YOUR INSTRUCTIONS:
Give back all of the data unchanged. Keep every word as it is.

DATA TO USE:

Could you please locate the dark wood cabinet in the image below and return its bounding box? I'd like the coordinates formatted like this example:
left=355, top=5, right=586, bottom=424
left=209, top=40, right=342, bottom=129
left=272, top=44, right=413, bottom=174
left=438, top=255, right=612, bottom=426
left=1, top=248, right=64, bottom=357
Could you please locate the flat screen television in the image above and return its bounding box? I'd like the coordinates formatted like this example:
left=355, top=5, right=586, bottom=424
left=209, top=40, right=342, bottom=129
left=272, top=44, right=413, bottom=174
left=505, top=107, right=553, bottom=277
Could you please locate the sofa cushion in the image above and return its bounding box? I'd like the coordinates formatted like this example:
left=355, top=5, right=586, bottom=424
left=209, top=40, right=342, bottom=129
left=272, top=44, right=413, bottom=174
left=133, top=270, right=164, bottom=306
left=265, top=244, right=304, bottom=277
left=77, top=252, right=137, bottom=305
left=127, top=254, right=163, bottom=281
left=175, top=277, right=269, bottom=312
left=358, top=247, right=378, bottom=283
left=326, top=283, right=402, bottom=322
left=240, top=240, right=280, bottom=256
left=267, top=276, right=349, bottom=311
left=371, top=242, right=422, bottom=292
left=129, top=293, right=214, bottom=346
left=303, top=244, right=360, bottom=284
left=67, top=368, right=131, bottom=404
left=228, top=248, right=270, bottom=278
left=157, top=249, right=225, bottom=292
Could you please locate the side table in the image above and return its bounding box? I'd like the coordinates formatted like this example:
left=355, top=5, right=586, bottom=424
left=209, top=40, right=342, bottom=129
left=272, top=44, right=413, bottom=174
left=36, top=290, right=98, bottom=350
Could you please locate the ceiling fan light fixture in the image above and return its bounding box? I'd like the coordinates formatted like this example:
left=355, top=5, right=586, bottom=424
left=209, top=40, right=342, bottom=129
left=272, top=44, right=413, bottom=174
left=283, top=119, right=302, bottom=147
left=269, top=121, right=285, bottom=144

TASK SOLUTION:
Could you please locate the dark wood cabinet in the image below and return its bounding box? I'd like the coordinates formatted like this example:
left=355, top=5, right=586, bottom=424
left=209, top=40, right=342, bottom=129
left=272, top=44, right=413, bottom=174
left=438, top=255, right=612, bottom=426
left=1, top=248, right=64, bottom=357
Could you please locate the flat screen television in the image above and return its bounding box? I'd like the coordinates formatted like this example:
left=355, top=5, right=586, bottom=424
left=209, top=40, right=342, bottom=129
left=272, top=44, right=413, bottom=174
left=505, top=107, right=553, bottom=277
Could you please locate the sofa cushion in the image above and return its bounding box? I'd like the coordinates formatted like this example:
left=355, top=5, right=586, bottom=424
left=209, top=40, right=342, bottom=129
left=272, top=44, right=413, bottom=174
left=133, top=270, right=164, bottom=306
left=265, top=244, right=304, bottom=277
left=77, top=252, right=137, bottom=305
left=127, top=254, right=163, bottom=281
left=175, top=277, right=269, bottom=312
left=358, top=247, right=378, bottom=283
left=326, top=283, right=402, bottom=322
left=240, top=240, right=280, bottom=256
left=267, top=276, right=349, bottom=311
left=371, top=242, right=422, bottom=292
left=129, top=293, right=214, bottom=346
left=303, top=244, right=360, bottom=284
left=67, top=368, right=131, bottom=404
left=228, top=248, right=270, bottom=278
left=157, top=249, right=225, bottom=292
Could you please locate the side table in the image above and return its bounding box? I'd like the coordinates formatted like this example:
left=355, top=5, right=586, bottom=424
left=209, top=40, right=342, bottom=129
left=272, top=44, right=413, bottom=174
left=36, top=290, right=98, bottom=350
Could you please locate the ceiling fan light fixture in the image above and return its bounding box? I'd like the coordinates formatted like this example:
left=355, top=5, right=586, bottom=424
left=209, top=40, right=342, bottom=129
left=272, top=44, right=413, bottom=174
left=283, top=119, right=302, bottom=147
left=269, top=121, right=285, bottom=144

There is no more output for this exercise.